• _抜粋本文_:
-- -- --

戦前の学校制度(1) 小中学校

戦前の学校の話を書いてみる。

なぜかと言うと、今の教育の諸問題が戦前の学校制度や教育事情とつながっているように思うからである。
そして戦前の学校情報が今は忘れられようとしているが、SNSで議論されている話も昔の学校制度を知っていたらそんなに不思議な話ではないのに、と思うことがあるのでここに書き残そうと思ったわけだ。

戦前の学校のことをなぜ知っているのかと言うと、私や友人の両親や学生時代の先生たちは戦前の学校を卒業しており、その時の話をいろいろも聞いていて馴染みがあるのと、医学部を出て地方の病院に勤めて各地の教育事情を聞いたことや、某地方単科医大に所属していた時地元の国立大学との併合を経験し双方の事情を聞いた、など昔の学校の事情に触れることが多かったため妙に詳しくなってしまったのである。

別に学術論文ではなく思いつくままなので誤解や単純な間違いがあるかもしれないが興味のある方は詳しくは各自調べてもらうと言うことで。


戦前と言っても明治維新から終戦直後まで80年くらいある


明治維新後、学校制度も手探りで試行錯誤しながら発展していったので増改築を繰り返した建物のような入り組んだ制度になっている。
初めの頃と終戦直後では随分違う。
なのであまり詳しく説明すると複雑で訳がわからないのでとりあえずざっくり書いてみる。
旧制**とあるのは戦前の学校で、新制**は戦後の学校のことを指している。

小学校

まず。小学校が6年。これは新制も旧制も同じ。
戦前は義務教育が小学校までなので、何もしなければここで終わり。と言うか明治の頃はこれさえまともに行けない人がいた。

でその後大学その他、上の学校に行きたいなら中学校に行く必要がある。ここからは今と違う。まず、旧制中学校は5年制である。男子のみ。
女子は高等女学校でこちらは修業年数に時代によって幅があり4-6年くらいであったが、卒業後さらに上の学校に行くことはあまり想定されていない。行こうと思えば行けないこともなかったが困難であった。

高等小学校という学校もあったがややこしくなるので今は触れない。

戦前の中学校・高等女学校とは今で言う中学高校である。


ここが一番紛らわしいところで、戦前の中学校(女子は高等女学校)とは今で言う中学高校である。

-- -- --

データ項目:

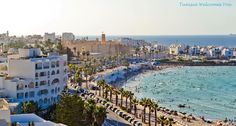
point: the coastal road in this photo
(114, 120)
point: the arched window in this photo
(20, 86)
(52, 91)
(58, 71)
(55, 81)
(57, 63)
(31, 85)
(40, 101)
(53, 72)
(26, 94)
(45, 100)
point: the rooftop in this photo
(4, 104)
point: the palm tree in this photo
(155, 107)
(110, 88)
(143, 102)
(170, 121)
(100, 84)
(90, 107)
(106, 91)
(162, 120)
(116, 92)
(135, 102)
(100, 115)
(130, 95)
(122, 91)
(30, 107)
(149, 104)
(126, 94)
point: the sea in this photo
(202, 40)
(208, 91)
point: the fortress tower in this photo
(103, 42)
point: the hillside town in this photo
(40, 71)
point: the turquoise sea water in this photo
(208, 91)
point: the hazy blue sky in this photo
(116, 17)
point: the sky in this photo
(116, 17)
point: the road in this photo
(114, 120)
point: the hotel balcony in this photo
(4, 104)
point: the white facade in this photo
(176, 49)
(24, 119)
(215, 52)
(4, 113)
(66, 36)
(227, 53)
(40, 79)
(195, 51)
(49, 36)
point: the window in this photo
(53, 72)
(45, 65)
(42, 83)
(31, 85)
(55, 81)
(26, 94)
(38, 66)
(20, 95)
(20, 86)
(31, 94)
(36, 75)
(57, 63)
(58, 71)
(43, 92)
(53, 64)
(55, 90)
(45, 100)
(52, 91)
(65, 63)
(58, 89)
(42, 74)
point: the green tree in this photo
(144, 103)
(69, 110)
(30, 107)
(155, 107)
(135, 103)
(90, 107)
(100, 115)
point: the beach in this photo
(166, 105)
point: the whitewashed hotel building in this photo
(32, 76)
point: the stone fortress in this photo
(97, 48)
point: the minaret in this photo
(7, 34)
(103, 42)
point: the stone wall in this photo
(95, 48)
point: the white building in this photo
(49, 36)
(215, 52)
(67, 36)
(132, 42)
(176, 49)
(6, 119)
(32, 76)
(195, 51)
(227, 53)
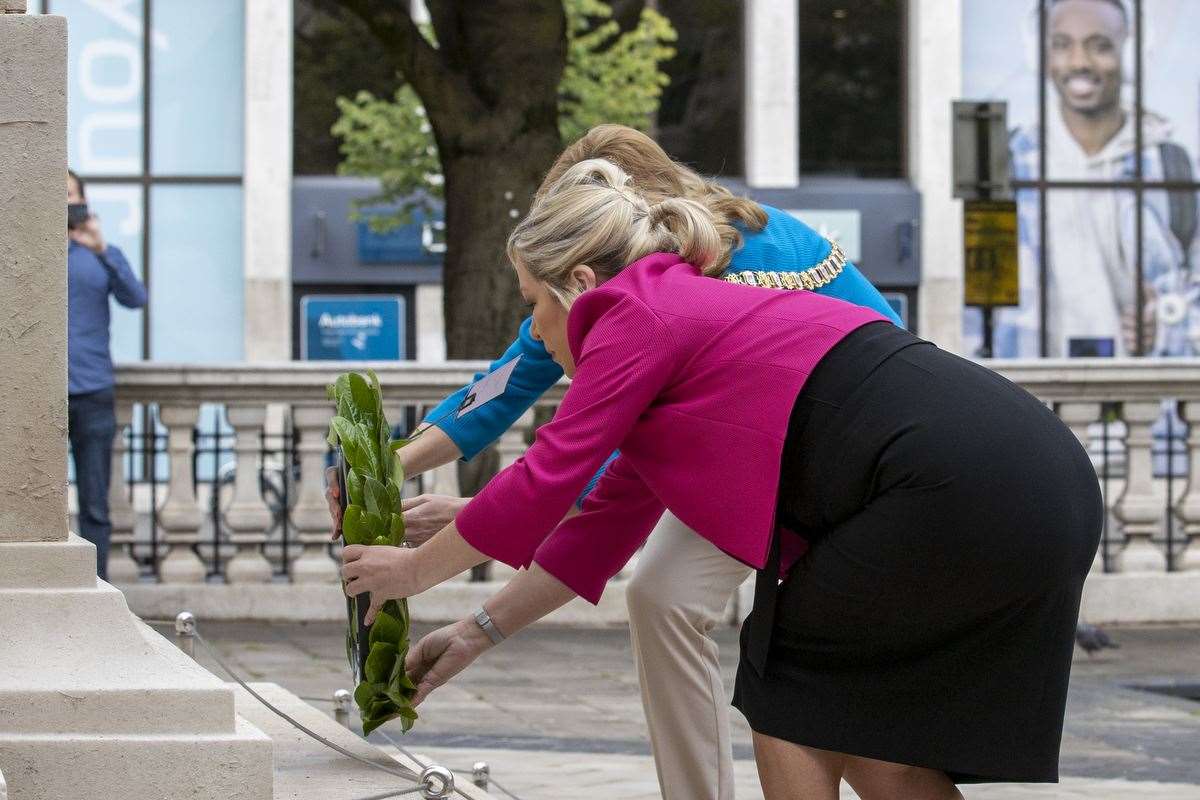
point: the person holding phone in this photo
(96, 270)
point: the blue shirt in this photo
(90, 280)
(784, 245)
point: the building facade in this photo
(839, 110)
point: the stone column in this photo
(95, 704)
(935, 79)
(1140, 507)
(267, 182)
(180, 516)
(1189, 504)
(311, 515)
(121, 566)
(1079, 416)
(772, 94)
(33, 250)
(247, 517)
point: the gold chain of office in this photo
(810, 278)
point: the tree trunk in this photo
(486, 193)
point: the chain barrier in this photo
(435, 781)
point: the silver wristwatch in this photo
(489, 626)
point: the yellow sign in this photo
(989, 235)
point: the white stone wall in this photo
(772, 98)
(268, 181)
(935, 80)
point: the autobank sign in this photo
(352, 328)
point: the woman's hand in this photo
(331, 498)
(443, 654)
(387, 572)
(427, 513)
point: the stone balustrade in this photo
(258, 513)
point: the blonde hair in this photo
(658, 178)
(593, 216)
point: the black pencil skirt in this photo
(952, 519)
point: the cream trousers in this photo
(679, 591)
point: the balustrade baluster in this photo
(311, 516)
(180, 516)
(121, 566)
(1189, 503)
(1079, 417)
(1140, 507)
(247, 517)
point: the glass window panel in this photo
(1091, 77)
(1091, 272)
(1000, 61)
(119, 208)
(103, 85)
(1171, 84)
(196, 290)
(1015, 330)
(700, 118)
(1171, 311)
(197, 88)
(335, 55)
(851, 73)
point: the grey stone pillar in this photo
(33, 272)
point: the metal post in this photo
(185, 633)
(437, 783)
(342, 708)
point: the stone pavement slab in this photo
(555, 697)
(593, 776)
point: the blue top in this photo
(90, 280)
(784, 245)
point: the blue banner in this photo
(352, 328)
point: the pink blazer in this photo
(694, 380)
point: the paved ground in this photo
(557, 711)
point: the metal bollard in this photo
(480, 774)
(342, 708)
(437, 782)
(185, 633)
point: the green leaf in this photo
(355, 529)
(363, 695)
(387, 629)
(354, 487)
(397, 469)
(360, 391)
(375, 525)
(377, 497)
(379, 661)
(396, 529)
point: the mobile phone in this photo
(77, 215)
(1091, 347)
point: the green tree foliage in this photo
(611, 76)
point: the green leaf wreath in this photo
(373, 479)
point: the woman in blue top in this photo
(682, 583)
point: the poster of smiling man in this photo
(1120, 199)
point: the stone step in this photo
(307, 770)
(76, 661)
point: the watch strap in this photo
(485, 621)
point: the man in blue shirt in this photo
(95, 270)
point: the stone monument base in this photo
(95, 704)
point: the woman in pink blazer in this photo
(931, 522)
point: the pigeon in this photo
(1092, 638)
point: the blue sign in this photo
(419, 242)
(352, 328)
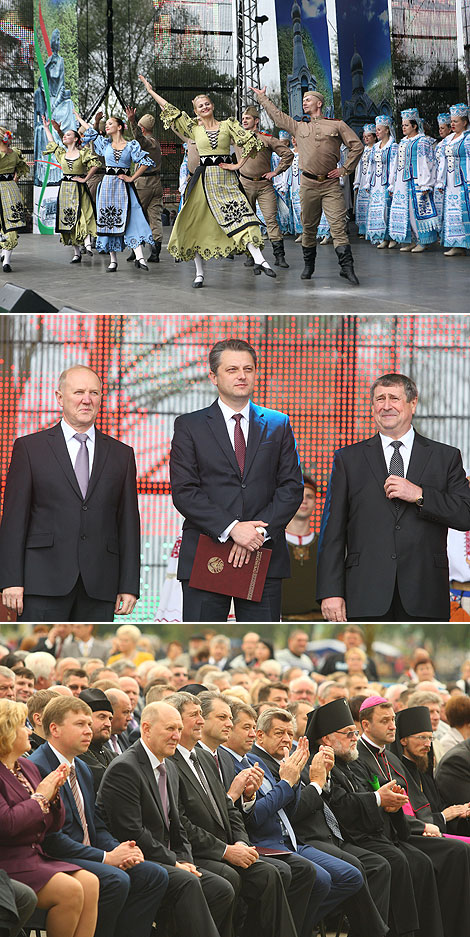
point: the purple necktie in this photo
(81, 467)
(163, 791)
(239, 440)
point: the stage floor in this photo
(390, 282)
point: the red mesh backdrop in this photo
(317, 369)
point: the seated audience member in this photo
(220, 649)
(127, 638)
(43, 666)
(458, 717)
(131, 891)
(464, 681)
(24, 685)
(412, 745)
(122, 714)
(218, 838)
(330, 690)
(98, 756)
(303, 688)
(397, 695)
(178, 675)
(7, 683)
(36, 706)
(352, 636)
(139, 795)
(56, 641)
(294, 655)
(17, 903)
(76, 680)
(84, 644)
(30, 810)
(298, 592)
(299, 709)
(271, 669)
(276, 694)
(248, 656)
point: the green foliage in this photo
(284, 38)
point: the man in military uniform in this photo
(318, 144)
(149, 184)
(256, 179)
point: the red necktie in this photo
(240, 444)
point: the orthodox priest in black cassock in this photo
(450, 858)
(414, 904)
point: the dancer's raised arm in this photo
(161, 101)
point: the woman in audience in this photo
(30, 808)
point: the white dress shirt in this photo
(73, 445)
(404, 450)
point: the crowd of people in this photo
(262, 791)
(237, 182)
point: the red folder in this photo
(212, 571)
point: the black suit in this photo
(130, 800)
(453, 774)
(260, 884)
(210, 493)
(367, 548)
(51, 537)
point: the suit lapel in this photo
(255, 434)
(56, 440)
(217, 425)
(99, 459)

-- -- --

• _資料の検討_:
1. 戦前の学校制度に関する本文について、次の記述(a)〜(c)が本文の内容と一致するかを判定してください。各記述に「はい」または「いいえ」で答え、判断の決め手となる本文の語句を一字一句違えずに引用してください。
(a) 旧制中学校は5年制で、男子のみを対象としていた。
(b) 戦前の義務教育は中学校までであった。
(c) 高等女学校の修業年数は、時代を問わず一定であった。
2. 本文のうち、「なのであまり詳しく説明すると」という語句を含む箇所から始まり「えまともに行けない人がいた。」で終わる部分を、原文どおり改めて書き出してください。

• _解答_:
1.
(a) はい。「まず、旧制中学校は5年制である。男子のみ。」
(b) いいえ。「戦前は義務教育が小学校までなので」
(c) いいえ。「修業年数に時代によって幅があり4-6年くらいであった」

2.
なのであまり詳しく説明すると複雑で訳がわからないのでとりあえずざっくり書いてみる。
旧制**とあるのは戦前の学校で、新制**は戦後の学校のことを指している。

小学校

まず。小学校が6年。これは新制も旧制も同じ。
戦前は義務教育が小学校までなので、何もしなければここで終わり。と言うか明治の頃はこれさえまともに行けない人がいた。